TEXTO FORNECIDO ->
━━━━━━━━━━
Carta sobre o Celibato – Parte 1

Prólogo

A experiência nos mostra
que, geralmente falando, somente prestam à Igreja grande bem aqueles que
professam a perfeita castidade: os sacerdotes e as religiosas, as jovens que
ingressam nas Sagradas Congregações, os santos leigos que se põem ao trabalho
da promoção das boas obras.

De maneira que farão bem os
confessores que são imbuídos pelo zelo da religião em usar de sua diligência
para ensinar aos jovens de ambos os sexos que cultivam a piedade e levam com
docilidade uma vida fiel aos mandamentos divinos quão grande bem é a perfeita
castidade. Exortem-nos à observância da castidade perfeita, se a tanto os virem
inclinados, pois alcançarão mais facilmente a perfeição cristã e servirão com
maior fruto ao bem da religião.

Isto porém os confessores
não conseguirão realizar a não ser que, depostos por completo todos os
preconceitos que o vulgo tem contra esta virtude, contemplarem o zelo que os
Santos Padres da Igreja usaram para promoverem a perfeita castidade, a tal
ponto que praticamente todos escreveram livros a este respeito; e, ademais, a
não ser que também estes mesmos confessores busquem eles próprios esta virtude
com grande amor, e se esforcem por levar uma vida inteiramente angélica.

A carne gera a carne; o
espírito, espírito; os anjos não se procriam senão a partir dos anjos.

Ora, por ser isto coisa de
imensa importância para a glória de Deus e para a santificação das almas; e
porque também por parte de alguns confessores existem preconceitos danosíssimos
nesta matéria, quero reproduzir aqui uma carta que publiquei em outra ocasião
sobre o celibato.

A CARTA SOBRE O CELIBATO

Meu prezado amigo,

Admiro-me ter ouvido de tua
própria pessoa que te consideras apóstolo da mais bela, da mais esplêndida
entre as virtudes cristãs, que é a santa virgindade, e, em geral, a perfeita
castidade, embora dizes também ter boas razões para dizer que talvez seria
melhor deixar que cada um a abrace ou não, como mais lhe agradar, especialmente
nos tempos de hoje pouco propícios, ou melhor, inimigos de tudo quanto é bom e
de todo objetivo sagrado.
━━━━━━━━━━
TAREFAS A REALIZAR ->
1 > Segundo o texto sobre o celibato, por que se decide reproduzir a carta publicada em outra ocasião? Responda em uma a três frases.
2 > Prossiga o texto sobre o celibato a partir da última frase apresentada.
Não é preciso consultar o material.

BLOCO DE DADOS ->
━━━━━━━━━━
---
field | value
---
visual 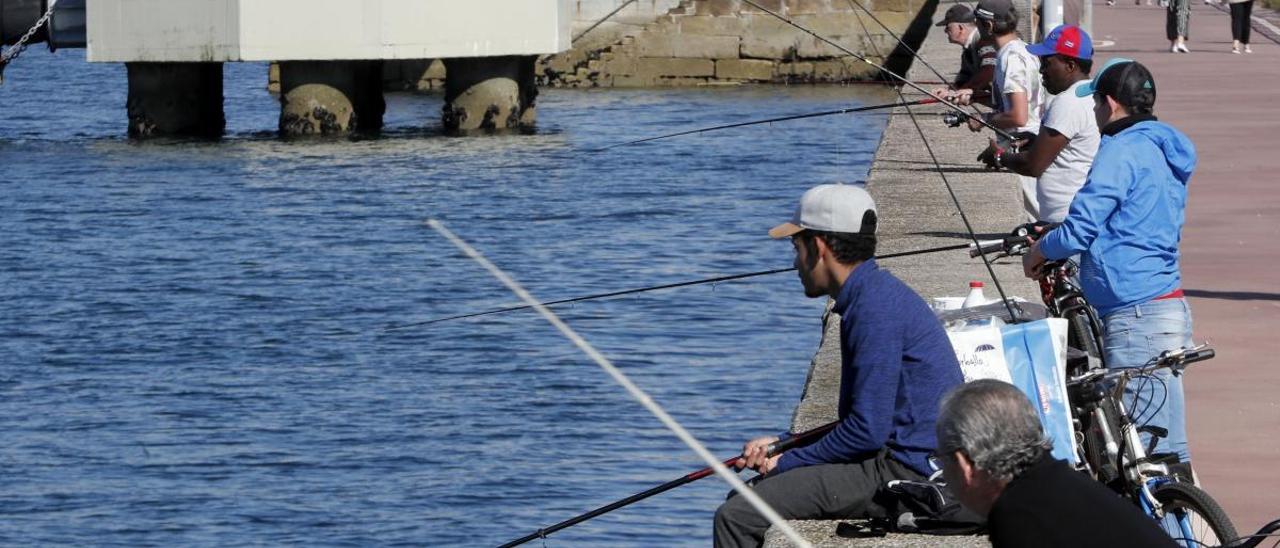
━━━━━━━━━━
LISTA DE RESPOSTAS ->
1 > Porque o assunto é de imensa importância para a glória de Deus e para a santificação das almas. Além disso, existem, por parte de alguns confessores, preconceitos danosíssimos nessa matéria.

2 >
Quero confessar-te a
verdade, e dizer-te que estou bastante surpreso, porque esta tua duplicidade, e
ainda mais, toda a argumentação que usas para justificá-la mais parecem em
dissonância com o teu costumeiro bom senso.

Mas é, por outro lado, este
bom senso que me dá a esperança de, com apenas esta pequena carta, poder
endireitar certas idéias que, perdoa-me, estão um tanto quanto tortas.

Que a virgindade e o
celibato são virtudes muito louváveis e que devem ser preferidas ao matrimônio,
tu o sabes, é uma verdade da qual nenhum católico pode duvidar, tendo definido
o Concílio de Trento:

“Se alguém disser que o
estado conjugal deve antepor-se ao estado de virgindade ou de celibato, ou não
ser coisa melhor e mais feliz permanecer na virgindade ou no celibato que
unir-se em matrimônio, seja excomungado”.

Devemos, portanto, como
católicos, concordar todos em reconhecer este dogma de fé, e crer nele como em
todos os outros que nos ensina a Igreja.

Semelhantemente, não há
dúvidas quanto ao fato de que a perfeita castidade é um conselho evangélico
colocado em prática por uma infinidade de santos que pelas suas virtudes
heróicas mereceram as honras dos altares;enquanto que não saberíamos dizer,
tirando o caso dos mártires, quais fossem os santos canonizados que não
cultivaram esta virtude no estado virginal ou de viúvos.

A este respeito e a respeito
de todas as outras coisas que poderiam ser ditas em louvor da perfeita
castidade não é necessário que nos detenhamos, pois nisto estamos em perfeito
acordo. A questão está em ver se é oportuno aconselhar aos outros,
especialmente à juventude, o estado de continência. Tu achas que é melhor
deixar que cada um siga a própria inclinação, e isto por diversas razões que
julgas boas. Ora, haverei de comentar estas razões mais tarde; vejas agora se
eu sei provar- te, como se diria, a priori, que te colocas mal.

Se este conselho não deve
ser dado, por que é dado pelo Santo Evangelho? E por que São Paulo o dava assim
tão geralmente que, se a coisa fosse possível, teria desejado que este conselho
fosse aceito por todos os cristãos:

“Quero, de fato” –
diz São Paulo – “que todos vós sejais como eu”? (ICor. 7, 7).

“Todos vós”,
“todos vós”, gostaria que fôsseis continentes, como eu o sou,
“todos vós”, cristãos de Corinto: e estes, ademais, não se
diferenciavam dos cristãos de todo o mundo.

E por que promovia a prática
da perfeita castidade com tanto ardor a ponto de ser esta, senão a causa, pelo
menos a concausa de seu martírio, como se lê na história da Igreja?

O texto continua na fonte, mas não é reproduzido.